» **REQUIRED ACTION**
Reproduce word for word the line holding "Where can the green leaf" and all lines after it in the data, through the end, leaving out pictures.

» **DATA EXTRACTS**
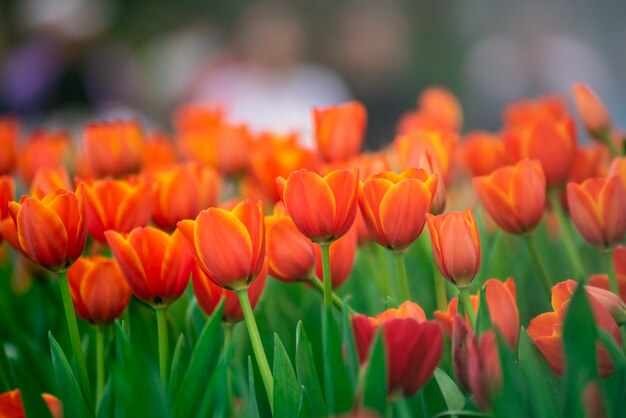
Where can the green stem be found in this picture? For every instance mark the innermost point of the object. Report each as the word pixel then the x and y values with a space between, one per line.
pixel 379 258
pixel 228 338
pixel 257 346
pixel 543 271
pixel 161 312
pixel 466 304
pixel 566 232
pixel 440 290
pixel 317 285
pixel 610 267
pixel 79 356
pixel 99 365
pixel 398 258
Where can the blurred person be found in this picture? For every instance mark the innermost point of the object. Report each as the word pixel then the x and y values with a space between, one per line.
pixel 266 83
pixel 370 43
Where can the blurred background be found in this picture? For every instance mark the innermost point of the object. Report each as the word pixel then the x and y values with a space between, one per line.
pixel 269 62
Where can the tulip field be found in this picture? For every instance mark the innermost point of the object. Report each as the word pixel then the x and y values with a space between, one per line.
pixel 215 271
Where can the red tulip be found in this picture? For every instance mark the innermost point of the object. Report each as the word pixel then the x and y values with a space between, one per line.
pixel 118 205
pixel 598 209
pixel 209 294
pixel 99 292
pixel 291 255
pixel 413 345
pixel 51 231
pixel 394 206
pixel 229 246
pixel 155 265
pixel 323 208
pixel 182 192
pixel 514 196
pixel 456 246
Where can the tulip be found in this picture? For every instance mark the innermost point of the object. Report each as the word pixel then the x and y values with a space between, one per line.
pixel 598 209
pixel 323 208
pixel 12 406
pixel 592 111
pixel 413 346
pixel 339 130
pixel 229 246
pixel 155 265
pixel 291 255
pixel 456 246
pixel 481 153
pixel 277 156
pixel 342 257
pixel 182 192
pixel 550 141
pixel 99 292
pixel 484 372
pixel 9 132
pixel 394 206
pixel 42 149
pixel 501 301
pixel 545 330
pixel 514 196
pixel 49 179
pixel 118 205
pixel 209 294
pixel 113 148
pixel 51 231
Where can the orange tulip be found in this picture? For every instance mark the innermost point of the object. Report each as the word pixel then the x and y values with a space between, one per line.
pixel 209 294
pixel 323 208
pixel 339 130
pixel 342 256
pixel 49 179
pixel 456 246
pixel 113 148
pixel 182 192
pixel 42 149
pixel 9 132
pixel 11 405
pixel 99 292
pixel 602 280
pixel 51 231
pixel 550 141
pixel 617 168
pixel 118 205
pixel 482 152
pixel 291 255
pixel 545 330
pixel 394 206
pixel 155 265
pixel 413 345
pixel 592 111
pixel 501 300
pixel 229 246
pixel 598 209
pixel 277 156
pixel 514 196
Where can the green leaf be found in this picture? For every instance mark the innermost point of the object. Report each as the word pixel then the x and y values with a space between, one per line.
pixel 203 360
pixel 251 404
pixel 68 388
pixel 579 346
pixel 180 361
pixel 545 392
pixel 307 372
pixel 286 387
pixel 375 387
pixel 339 393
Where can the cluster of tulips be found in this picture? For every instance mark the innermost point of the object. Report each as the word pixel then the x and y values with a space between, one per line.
pixel 132 217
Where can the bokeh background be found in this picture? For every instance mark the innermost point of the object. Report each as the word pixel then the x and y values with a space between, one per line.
pixel 65 61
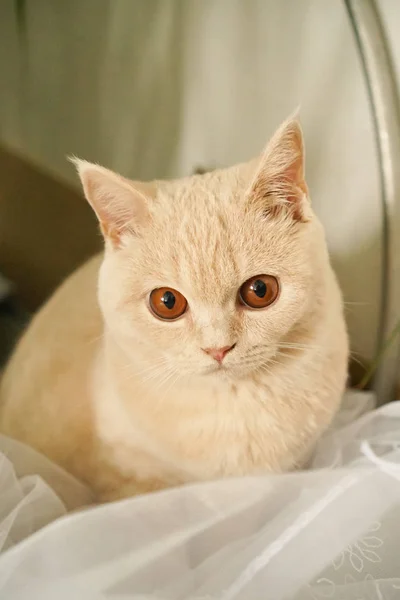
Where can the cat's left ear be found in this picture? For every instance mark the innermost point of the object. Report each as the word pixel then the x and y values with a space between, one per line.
pixel 279 184
pixel 121 205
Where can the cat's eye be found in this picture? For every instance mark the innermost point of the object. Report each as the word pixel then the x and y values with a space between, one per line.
pixel 167 304
pixel 259 291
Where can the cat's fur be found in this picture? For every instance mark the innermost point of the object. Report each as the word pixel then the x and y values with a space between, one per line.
pixel 129 403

» **ANSWER BELOW**
Where can the green leaf be found in this picture? For every instance mark the innermost point of the object. Report each as the word pixel then the x and y values with a space between, one per line.
pixel 203 360
pixel 251 404
pixel 68 388
pixel 579 346
pixel 180 361
pixel 545 392
pixel 307 372
pixel 286 387
pixel 375 387
pixel 339 393
Where can the cluster of tulips be found in this picture? For every instance mark the innermost point of the object. Report each as the word pixel then the x and y values with a space between, one per line.
pixel 132 217
Where can the bokeh background be found in this picture? For every instance mark the innermost point of the object. Report each as the word pixel then the x and y values with a space between, one per line.
pixel 65 61
Where can the cat's left ear be found in this picture? For every instance mark the innermost point of the object. Report each as the word pixel then the x and y values with a space between, one per line.
pixel 279 184
pixel 121 205
Where can the cat's eye be found in this picture? For every instance mark the innermost point of the object. Report each as the word pixel then the x and y values with a space between, one per line.
pixel 167 304
pixel 259 291
Where can the cat's fur be found in this picture? For every instance mark the innermost point of the object. Report each as the word pixel then the x and y values with a space between, one per line.
pixel 129 403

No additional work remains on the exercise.